(Beginning of Record set)
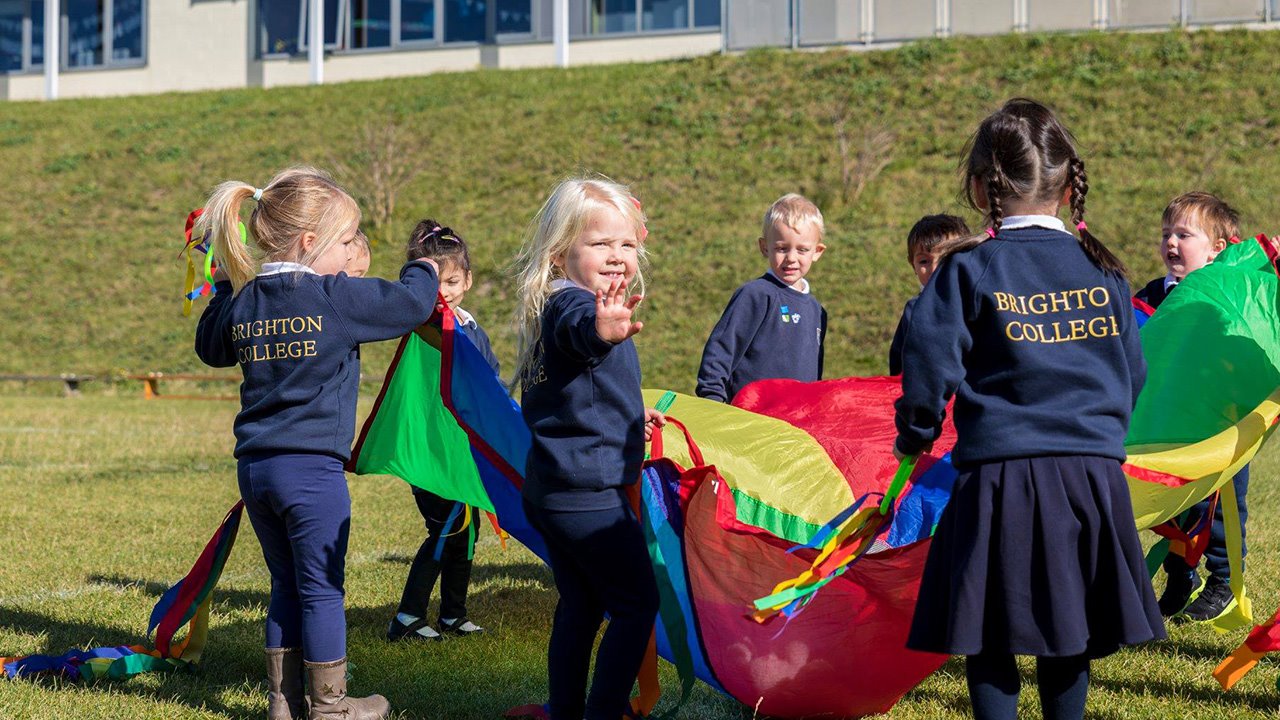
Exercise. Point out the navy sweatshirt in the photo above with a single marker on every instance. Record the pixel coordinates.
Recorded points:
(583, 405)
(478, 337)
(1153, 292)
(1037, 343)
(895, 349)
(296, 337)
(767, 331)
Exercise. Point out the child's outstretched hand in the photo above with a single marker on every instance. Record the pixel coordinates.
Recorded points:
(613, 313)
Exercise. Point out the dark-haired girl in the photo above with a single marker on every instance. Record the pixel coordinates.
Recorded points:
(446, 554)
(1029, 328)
(End of Record set)
(Beginning of Record set)
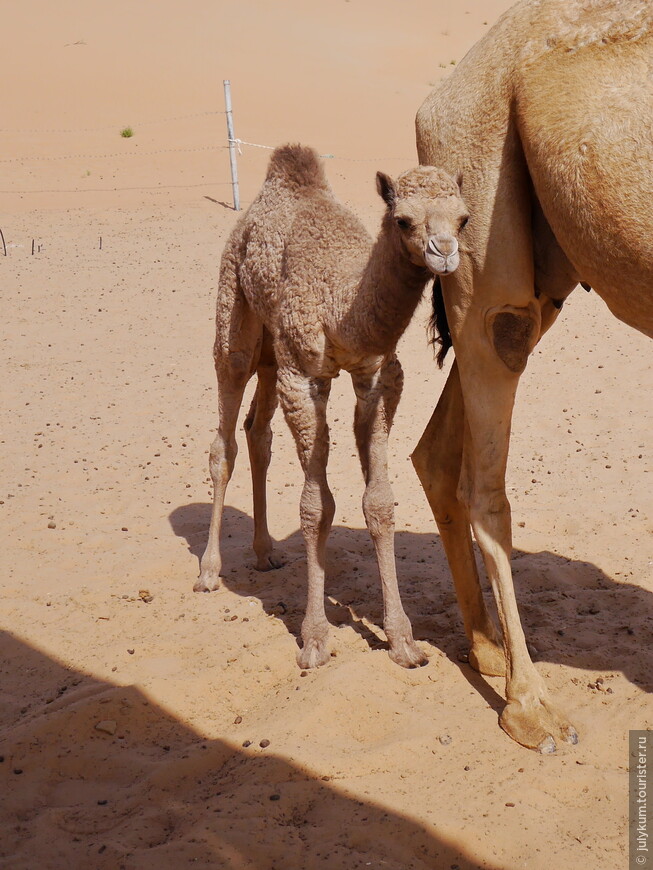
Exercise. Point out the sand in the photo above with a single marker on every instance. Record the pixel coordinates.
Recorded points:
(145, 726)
(End of Record set)
Check each line of the entries for "marker" and copy those that have it.

Exercise. Point out the navy sweatshirt in the photo above with a single marker on every instance. Record the pixel coordinates.
Exercise. Point out the child's outstretched hand in the photo above with a single marker on every instance. Record the pixel coordinates.
Exercise. Point out the dark-haired girl in the photo above with a single marker on every instance. Record the pixel coordinates.
Exercise. Point out the sand in the photo above with a single marker on every instance. Record the pixel coordinates.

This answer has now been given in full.